Extract provided:
⟨
Putting the events depicted in the stories in juxtaposition to the events that happened simultaneously at other places in Serbia, Germany, and Europe
9. Various Formats
The teaching material is prepared for digital presentation on a large projection screen in the classroom, or to be used online on a computer, iPad/tablet, or saved in a PDF format suitable for printing. All formats are available for download on the website.
10. Teaching and Learning at the Historical Locations – or “walking the story”
Schools are encouraged to organize group visits and teaching at the important historical sites presented in the novels. Also, with the maps available in the material, there is an option to “walk the story” – visiting all the places depicted in one of the novels, starting from the pre-war living locations and then finishing the tour at the site of the Sajmiste Concentration Camp.
11. Other Resources
There is a comprehensive introduction to the material, rich with maps and infographics, covering subjects such as:
– Why Do We Remember the Holocaust and Learn About It?
– A Historical Overview: The Belgrade Fairground, The Occupation of Serbia, The History of the Sajmište Concentration Camp and its victims, Jewish victims in Europe, Yugoslavia, and Serbia, Collaboration, Resistance and Helpers;
– Remembrance, Memorial Days, and the Future Memorial Center at Sajmište;
– The Role of Historians and Archivists in Revealing the History of the Holocaust in Serbia;
– A List of Selected Teaching Materials Available in Serbia.
⟩
Items drawn from a data source:
⟨
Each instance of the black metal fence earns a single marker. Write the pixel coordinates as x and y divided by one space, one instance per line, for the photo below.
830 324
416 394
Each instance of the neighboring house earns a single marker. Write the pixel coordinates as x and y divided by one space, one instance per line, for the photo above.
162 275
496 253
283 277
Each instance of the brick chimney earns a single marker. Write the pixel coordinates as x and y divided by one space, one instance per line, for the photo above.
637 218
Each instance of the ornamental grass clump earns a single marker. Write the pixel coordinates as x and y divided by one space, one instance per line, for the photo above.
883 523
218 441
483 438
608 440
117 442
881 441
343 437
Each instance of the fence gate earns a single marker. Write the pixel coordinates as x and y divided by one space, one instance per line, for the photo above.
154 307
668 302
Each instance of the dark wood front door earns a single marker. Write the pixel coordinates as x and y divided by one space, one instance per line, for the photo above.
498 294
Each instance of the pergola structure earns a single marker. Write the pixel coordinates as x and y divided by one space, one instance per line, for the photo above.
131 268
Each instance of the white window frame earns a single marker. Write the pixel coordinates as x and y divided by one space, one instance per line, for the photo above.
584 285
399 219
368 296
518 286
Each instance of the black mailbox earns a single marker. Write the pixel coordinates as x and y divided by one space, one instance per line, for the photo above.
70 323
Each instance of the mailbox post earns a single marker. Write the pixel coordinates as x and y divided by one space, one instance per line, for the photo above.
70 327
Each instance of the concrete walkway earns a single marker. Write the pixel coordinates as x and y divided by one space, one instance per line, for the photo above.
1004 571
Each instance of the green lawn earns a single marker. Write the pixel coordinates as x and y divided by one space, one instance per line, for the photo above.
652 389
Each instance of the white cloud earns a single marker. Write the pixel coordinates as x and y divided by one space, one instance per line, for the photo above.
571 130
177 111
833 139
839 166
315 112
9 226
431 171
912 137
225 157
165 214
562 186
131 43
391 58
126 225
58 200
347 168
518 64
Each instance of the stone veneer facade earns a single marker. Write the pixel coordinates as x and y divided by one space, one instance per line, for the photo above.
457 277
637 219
⟩
Required work: Please copy, word for word, everything in the passage on the Holocaust teaching material from "11. Other Resources" down to "Learn About It?". These records are separate from the text above and unrelated to it.

Written answer:
11. Other Resources
There is a comprehensive introduction to the material, rich with maps and infographics, covering subjects such as:
– Why Do We Remember the Holocaust and Learn About It?